What this exercise asks
**a)** Answer these from the article on southern Manhattan, one line each:
(i) South of which street do you leave behind the world where you can buy a latte and hail a cab?
(ii) What does the article say the police helicopters circle like?
(iii) On what day did the twin towers collapse?
**b)** Translate this sentence from the article on southern Manhattan into Spanish: "Ruined cars line the street, flattened and blackened apparitions."
**c)** Write the next few paragraphs of the article on southern Manhattan, picking up after its final sentence.

## Begin Document extract

Rubble,
fires and F-16s: Welcome to Manhattan
By PETER CHENEY, The Globe and Mail
Thursday, September 13, 2001
NEW YORK -- Just a few
blocks to the north, you can still buy a latte and hail a cab,
but somewhere south of Canal Street, you leave that world
behind and begin your descent into the living hell that
southern Manhattan has become.
The once-packed streets thin out as you pass each police
barricade, the air fills with the smell of torched metal, and
orange flames lick the sky.
As you approach the place that everyone is now calling
Ground Zero, the colours of the city gradually disappear under
a thick coat of grey ash. Ruined cars line the street,
flattened and blackened apparitions. Grey smoke boils upward.
Overhead, a colossal, suspended cloud of smoke covers the
bottom end of Manhattan Island, casting the streets in shadow
on one of the otherwise most beautiful days of the year.
The details contribute to the sense of apocalypse: Police
helicopters circle like mechanical dragonflies, and F-16
combat jets scream past. At ground level, you encounter
increasing devastation with each block you travel south: the
wreckage of what was once the World Trade Center, the twin
towers that dominated the New York skyline until Tuesday, when
they collapsed after being rammed by terrorists in two
hijacked airliners.

## End Document extract
## Begin Dataset records

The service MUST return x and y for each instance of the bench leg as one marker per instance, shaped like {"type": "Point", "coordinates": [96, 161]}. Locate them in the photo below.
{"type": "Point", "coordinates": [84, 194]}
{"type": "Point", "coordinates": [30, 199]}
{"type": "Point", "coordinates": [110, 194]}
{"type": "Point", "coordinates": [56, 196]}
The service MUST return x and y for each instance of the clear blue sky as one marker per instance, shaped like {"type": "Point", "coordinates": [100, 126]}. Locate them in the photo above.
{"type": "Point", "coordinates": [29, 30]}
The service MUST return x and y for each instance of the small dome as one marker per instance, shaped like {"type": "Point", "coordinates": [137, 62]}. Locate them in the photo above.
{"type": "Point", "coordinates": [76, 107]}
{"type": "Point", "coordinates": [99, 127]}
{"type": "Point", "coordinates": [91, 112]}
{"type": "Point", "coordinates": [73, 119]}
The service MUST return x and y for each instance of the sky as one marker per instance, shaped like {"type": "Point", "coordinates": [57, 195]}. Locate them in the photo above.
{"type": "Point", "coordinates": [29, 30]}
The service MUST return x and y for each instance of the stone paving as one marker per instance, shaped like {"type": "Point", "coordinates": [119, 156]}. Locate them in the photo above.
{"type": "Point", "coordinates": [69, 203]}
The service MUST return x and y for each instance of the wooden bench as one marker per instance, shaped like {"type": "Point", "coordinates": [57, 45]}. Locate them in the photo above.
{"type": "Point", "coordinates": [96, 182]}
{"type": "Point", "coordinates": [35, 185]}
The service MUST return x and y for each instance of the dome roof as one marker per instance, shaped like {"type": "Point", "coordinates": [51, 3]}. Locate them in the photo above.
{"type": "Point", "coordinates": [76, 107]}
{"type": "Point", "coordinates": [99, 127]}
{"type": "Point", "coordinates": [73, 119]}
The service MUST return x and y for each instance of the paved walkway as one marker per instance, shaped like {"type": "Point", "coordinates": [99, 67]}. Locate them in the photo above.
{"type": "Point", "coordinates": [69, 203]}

## End Dataset records

Exercise answers
**a)**
(i) Canal Street
(ii) Mechanical dragonflies
(iii) Tuesday

**b)** Autos destrozados bordean la calle, apariciones aplastadas y ennegrecidas.

**c)**
Now the buildings are an unimaginable pile of debris that
fills the streets below, piled up to eight storeys deep in
places, millions of tonnes of smashed concrete, twisted steel,
and shattered glass and plastic, all mixed with what remains
of two Boeing jetliners, countless vehicles and an
undetermined number of human bodies, some so destroyed that
they have, for all intents and purposes, been reduced to the
molecular level.
That was the scene in southern Manhattan yesterday as North
America's biggest city began dealing with the aftermath of the
most devastating terrorist attack in history. At Ground Zero,
the scale of the situation became all too clear as earthmovers
began clawing at the wreckage.
A field morgue was set up in a building with its front
ripped off.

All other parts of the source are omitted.